▸ Exercise task:
In the items below, copy out word for word every line from the line with "hilltop using the picture above." to the line with "(1093, 384)", including both of those lines.

▸ Data records:

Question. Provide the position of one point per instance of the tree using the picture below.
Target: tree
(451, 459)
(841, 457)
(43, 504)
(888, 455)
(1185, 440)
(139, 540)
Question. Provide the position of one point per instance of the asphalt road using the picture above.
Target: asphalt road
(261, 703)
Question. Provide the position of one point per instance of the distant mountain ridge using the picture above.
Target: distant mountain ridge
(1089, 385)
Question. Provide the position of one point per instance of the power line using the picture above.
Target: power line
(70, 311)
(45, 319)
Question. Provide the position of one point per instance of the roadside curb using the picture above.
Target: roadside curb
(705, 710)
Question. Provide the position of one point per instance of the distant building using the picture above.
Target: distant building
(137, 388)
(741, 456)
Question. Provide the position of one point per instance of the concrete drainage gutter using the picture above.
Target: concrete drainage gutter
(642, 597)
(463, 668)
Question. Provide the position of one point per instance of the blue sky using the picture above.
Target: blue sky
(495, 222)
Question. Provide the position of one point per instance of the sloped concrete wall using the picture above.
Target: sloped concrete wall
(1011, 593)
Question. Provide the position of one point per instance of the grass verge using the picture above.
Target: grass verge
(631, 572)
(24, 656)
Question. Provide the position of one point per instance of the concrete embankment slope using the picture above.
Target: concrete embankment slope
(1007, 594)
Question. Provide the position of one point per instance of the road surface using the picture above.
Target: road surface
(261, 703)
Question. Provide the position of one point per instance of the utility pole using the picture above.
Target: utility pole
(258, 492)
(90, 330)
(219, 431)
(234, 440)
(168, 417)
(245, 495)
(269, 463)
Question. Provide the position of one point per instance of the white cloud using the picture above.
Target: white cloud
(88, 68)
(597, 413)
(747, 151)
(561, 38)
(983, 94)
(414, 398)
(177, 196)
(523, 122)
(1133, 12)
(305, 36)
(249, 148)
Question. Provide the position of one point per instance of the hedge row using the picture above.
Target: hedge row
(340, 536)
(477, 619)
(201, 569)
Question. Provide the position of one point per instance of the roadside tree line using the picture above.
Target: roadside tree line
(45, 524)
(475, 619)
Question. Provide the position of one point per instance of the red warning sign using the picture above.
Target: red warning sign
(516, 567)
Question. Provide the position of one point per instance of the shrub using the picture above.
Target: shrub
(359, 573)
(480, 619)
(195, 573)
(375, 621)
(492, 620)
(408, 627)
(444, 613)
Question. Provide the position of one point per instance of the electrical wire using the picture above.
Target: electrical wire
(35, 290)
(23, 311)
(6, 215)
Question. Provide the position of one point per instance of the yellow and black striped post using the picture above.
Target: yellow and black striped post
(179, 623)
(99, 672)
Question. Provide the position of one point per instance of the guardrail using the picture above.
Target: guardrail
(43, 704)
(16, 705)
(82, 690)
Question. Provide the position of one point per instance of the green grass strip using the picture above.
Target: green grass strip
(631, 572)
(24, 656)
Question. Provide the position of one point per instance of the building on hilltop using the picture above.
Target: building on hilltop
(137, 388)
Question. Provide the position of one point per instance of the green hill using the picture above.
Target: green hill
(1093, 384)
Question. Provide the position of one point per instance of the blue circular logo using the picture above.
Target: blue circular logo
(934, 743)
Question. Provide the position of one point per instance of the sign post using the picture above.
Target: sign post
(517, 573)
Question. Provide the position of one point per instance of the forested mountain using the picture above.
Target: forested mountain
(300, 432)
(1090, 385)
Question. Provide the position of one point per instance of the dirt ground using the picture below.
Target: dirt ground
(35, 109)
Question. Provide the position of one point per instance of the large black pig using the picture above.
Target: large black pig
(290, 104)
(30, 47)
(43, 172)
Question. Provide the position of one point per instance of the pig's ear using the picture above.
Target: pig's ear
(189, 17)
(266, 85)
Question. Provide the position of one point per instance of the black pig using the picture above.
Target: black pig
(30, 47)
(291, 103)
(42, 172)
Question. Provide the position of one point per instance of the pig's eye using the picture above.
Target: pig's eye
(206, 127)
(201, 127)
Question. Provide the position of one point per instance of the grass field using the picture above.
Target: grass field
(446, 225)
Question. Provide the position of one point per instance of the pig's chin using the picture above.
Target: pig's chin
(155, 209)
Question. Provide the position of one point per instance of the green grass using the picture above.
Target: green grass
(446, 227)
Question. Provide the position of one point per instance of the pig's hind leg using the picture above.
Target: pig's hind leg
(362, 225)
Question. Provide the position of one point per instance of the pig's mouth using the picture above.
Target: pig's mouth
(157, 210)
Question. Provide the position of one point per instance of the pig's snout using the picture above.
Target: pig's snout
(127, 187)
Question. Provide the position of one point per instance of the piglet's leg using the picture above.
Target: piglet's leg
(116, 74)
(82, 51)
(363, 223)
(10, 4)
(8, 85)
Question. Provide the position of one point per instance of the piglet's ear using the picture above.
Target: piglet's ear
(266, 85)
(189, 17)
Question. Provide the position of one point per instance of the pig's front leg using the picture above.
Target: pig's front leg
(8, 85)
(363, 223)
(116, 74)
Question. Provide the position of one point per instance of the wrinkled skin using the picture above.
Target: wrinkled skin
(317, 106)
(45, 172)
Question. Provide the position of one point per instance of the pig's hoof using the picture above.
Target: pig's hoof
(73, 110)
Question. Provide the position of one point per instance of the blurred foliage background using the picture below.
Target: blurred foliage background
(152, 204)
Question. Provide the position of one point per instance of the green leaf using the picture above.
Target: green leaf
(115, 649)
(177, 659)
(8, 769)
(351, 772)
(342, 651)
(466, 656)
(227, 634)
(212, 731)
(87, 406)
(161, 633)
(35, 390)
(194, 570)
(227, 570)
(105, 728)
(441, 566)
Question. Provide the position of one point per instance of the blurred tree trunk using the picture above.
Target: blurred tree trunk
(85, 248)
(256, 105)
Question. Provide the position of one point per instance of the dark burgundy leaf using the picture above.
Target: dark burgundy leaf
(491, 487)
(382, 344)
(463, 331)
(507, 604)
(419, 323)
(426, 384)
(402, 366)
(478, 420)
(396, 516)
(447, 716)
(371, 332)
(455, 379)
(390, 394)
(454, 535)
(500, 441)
...
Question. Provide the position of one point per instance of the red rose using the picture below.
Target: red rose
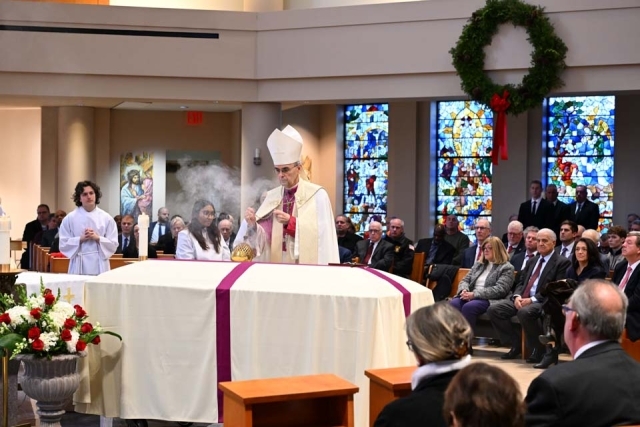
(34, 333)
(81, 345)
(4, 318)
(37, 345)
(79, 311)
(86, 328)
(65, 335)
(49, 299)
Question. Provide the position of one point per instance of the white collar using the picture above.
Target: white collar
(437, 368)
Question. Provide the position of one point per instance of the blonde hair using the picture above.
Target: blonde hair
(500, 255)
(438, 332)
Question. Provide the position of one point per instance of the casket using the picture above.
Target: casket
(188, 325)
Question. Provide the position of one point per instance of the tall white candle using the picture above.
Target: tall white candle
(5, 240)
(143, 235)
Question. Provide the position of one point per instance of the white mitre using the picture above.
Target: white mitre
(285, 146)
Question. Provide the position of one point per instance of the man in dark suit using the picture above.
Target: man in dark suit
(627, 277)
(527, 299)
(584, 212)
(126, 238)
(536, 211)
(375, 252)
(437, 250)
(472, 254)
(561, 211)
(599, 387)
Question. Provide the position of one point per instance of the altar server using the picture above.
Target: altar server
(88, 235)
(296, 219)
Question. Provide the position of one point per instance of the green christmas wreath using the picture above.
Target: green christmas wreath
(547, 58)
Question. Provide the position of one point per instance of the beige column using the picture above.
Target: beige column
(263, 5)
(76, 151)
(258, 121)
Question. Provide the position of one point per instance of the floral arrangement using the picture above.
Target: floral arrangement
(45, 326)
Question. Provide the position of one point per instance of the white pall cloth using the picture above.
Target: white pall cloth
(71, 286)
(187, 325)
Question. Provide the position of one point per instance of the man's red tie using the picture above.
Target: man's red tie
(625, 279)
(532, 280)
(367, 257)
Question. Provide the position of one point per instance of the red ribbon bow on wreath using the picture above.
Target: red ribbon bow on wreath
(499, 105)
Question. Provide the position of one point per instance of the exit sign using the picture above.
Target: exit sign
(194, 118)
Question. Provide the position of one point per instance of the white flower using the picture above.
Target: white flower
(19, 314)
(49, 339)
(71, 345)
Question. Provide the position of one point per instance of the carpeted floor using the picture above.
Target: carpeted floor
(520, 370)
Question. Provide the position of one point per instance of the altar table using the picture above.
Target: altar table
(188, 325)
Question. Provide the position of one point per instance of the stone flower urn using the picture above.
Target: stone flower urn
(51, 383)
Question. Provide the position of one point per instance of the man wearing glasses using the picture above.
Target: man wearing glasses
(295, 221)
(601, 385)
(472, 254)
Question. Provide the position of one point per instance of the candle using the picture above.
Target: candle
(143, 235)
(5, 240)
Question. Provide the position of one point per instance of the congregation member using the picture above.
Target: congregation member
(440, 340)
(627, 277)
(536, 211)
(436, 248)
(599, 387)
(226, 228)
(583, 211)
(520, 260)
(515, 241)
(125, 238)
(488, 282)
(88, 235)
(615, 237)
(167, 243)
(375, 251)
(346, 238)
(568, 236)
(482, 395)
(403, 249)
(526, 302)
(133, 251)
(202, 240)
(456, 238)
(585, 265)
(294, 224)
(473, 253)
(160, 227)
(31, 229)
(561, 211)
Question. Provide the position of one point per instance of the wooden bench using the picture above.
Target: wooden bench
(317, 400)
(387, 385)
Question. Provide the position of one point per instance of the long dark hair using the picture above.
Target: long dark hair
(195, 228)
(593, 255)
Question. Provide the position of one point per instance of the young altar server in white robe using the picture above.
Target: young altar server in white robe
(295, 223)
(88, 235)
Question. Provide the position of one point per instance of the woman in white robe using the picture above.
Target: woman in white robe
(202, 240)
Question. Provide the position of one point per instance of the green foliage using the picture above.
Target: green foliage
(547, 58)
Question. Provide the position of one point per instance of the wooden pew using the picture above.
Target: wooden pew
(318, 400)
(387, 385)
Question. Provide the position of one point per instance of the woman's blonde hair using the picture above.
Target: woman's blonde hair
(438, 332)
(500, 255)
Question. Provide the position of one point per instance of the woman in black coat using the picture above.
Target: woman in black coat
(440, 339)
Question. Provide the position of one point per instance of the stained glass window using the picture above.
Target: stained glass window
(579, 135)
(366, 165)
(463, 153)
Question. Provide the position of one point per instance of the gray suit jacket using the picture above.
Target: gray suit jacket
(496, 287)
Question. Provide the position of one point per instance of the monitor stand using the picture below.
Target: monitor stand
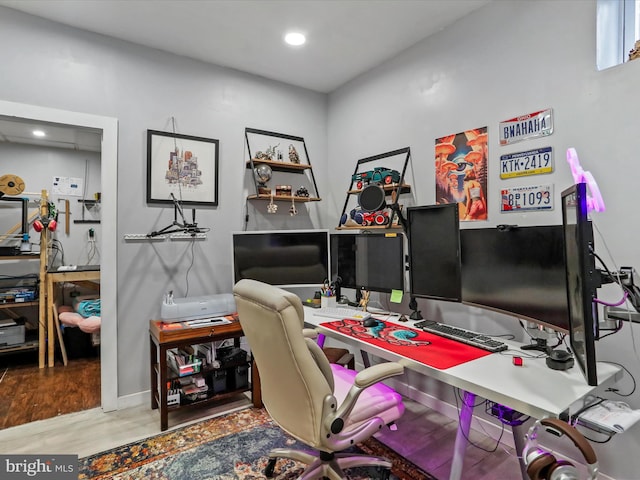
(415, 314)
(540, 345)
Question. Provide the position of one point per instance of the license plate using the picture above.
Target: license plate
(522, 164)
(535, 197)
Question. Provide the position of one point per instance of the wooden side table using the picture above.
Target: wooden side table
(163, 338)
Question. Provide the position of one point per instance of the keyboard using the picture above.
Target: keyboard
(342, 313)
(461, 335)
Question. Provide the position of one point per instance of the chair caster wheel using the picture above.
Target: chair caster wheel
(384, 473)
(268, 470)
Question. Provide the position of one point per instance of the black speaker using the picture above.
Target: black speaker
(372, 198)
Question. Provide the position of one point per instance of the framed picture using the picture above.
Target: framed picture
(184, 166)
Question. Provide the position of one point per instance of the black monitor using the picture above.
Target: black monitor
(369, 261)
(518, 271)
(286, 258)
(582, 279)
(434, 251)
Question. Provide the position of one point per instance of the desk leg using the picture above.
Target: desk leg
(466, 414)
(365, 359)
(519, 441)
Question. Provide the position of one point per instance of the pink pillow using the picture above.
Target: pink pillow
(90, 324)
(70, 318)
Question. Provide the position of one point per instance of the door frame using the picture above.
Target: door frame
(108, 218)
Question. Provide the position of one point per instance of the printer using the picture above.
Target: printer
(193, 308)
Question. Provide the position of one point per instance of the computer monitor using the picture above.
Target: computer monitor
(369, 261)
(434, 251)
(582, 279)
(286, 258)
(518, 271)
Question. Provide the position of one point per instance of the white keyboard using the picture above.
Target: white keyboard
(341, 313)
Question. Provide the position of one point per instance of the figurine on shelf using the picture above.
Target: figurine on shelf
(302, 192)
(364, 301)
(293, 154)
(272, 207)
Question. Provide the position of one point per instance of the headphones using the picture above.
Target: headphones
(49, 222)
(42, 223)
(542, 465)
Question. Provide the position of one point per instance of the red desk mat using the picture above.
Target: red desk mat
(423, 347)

▸ Written response:
Question. Provide the position of one point per instance of the building on hilltop using the picture above.
Target: building on hilltop
(137, 388)
Question. Provide the position of one point per instance of the green hill using the picture above.
Target: green hill
(1093, 384)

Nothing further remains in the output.